● **Text**:

This record is a partial extract of the original cable. The full text of the original cable is not available.





E.O. 12958: N/A

Ref: (A) HANOI 2620
(B) HANOI 2752
(C) HANOI 2697
(D) STATE 214134

1. (SBU) Summary: In a meeting October 12, Minister of
Trade Truong Dinh Tuyen told the Ambassador the GVN will be
well-prepared for bilateral market access negotiations with
the United States in October; that he hoped the United
States and Vietnam could close WTO negotiations in early
2005; and that although the GVN had closed its WTO bilats
with the European Union (EU) last week, the EU had "left the
hard negotiations for the United States." The Ambassador
reminded Minster Tuyen of upcoming Bilateral Trade Agreement
(BTA) obligations, urged the Minister to resolve impediments
to investment in the auto and insurance sector and briefed
him on the USG's new Strategy Targeting Organized Piracy
(STOP). End Summary.

● **Set task 1**:
Answer these questions using the cable:
(a) On what date was the meeting with the Minister of Trade held?
(b) With whom had the GVN closed its WTO bilats the previous week?
(c) What does the acronym STOP stand for?
● **Set task 2**: Reproduce the passage of the cable between "1. (SBU) Summary: In" and "(STOP). End Summary.", inclusive.

● **Contour annotation records**:
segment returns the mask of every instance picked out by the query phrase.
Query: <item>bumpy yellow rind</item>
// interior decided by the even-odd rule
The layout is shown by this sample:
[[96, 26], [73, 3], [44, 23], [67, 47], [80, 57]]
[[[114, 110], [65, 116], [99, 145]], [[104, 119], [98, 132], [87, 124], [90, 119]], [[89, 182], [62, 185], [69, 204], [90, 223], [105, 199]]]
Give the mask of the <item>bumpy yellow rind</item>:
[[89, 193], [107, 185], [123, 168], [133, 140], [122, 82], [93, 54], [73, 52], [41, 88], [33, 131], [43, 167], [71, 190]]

● **Full output 1**:
(a) October 12
(b) The European Union (EU)
(c) Strategy Targeting Organized Piracy

● **Full output 2**:
1. (SBU) Summary: In a meeting October 12, Minister of
Trade Truong Dinh Tuyen told the Ambassador the GVN will be
well-prepared for bilateral market access negotiations with
the United States in October; that he hoped the United
States and Vietnam could close WTO negotiations in early
2005; and that although the GVN had closed its WTO bilats
with the European Union (EU) last week, the EU had "left the
hard negotiations for the United States." The Ambassador
reminded Minster Tuyen of upcoming Bilateral Trade Agreement
(BTA) obligations, urged the Minister to resolve impediments
to investment in the auto and insurance sector and briefed
him on the USG's new Strategy Targeting Organized Piracy
(STOP). End Summary.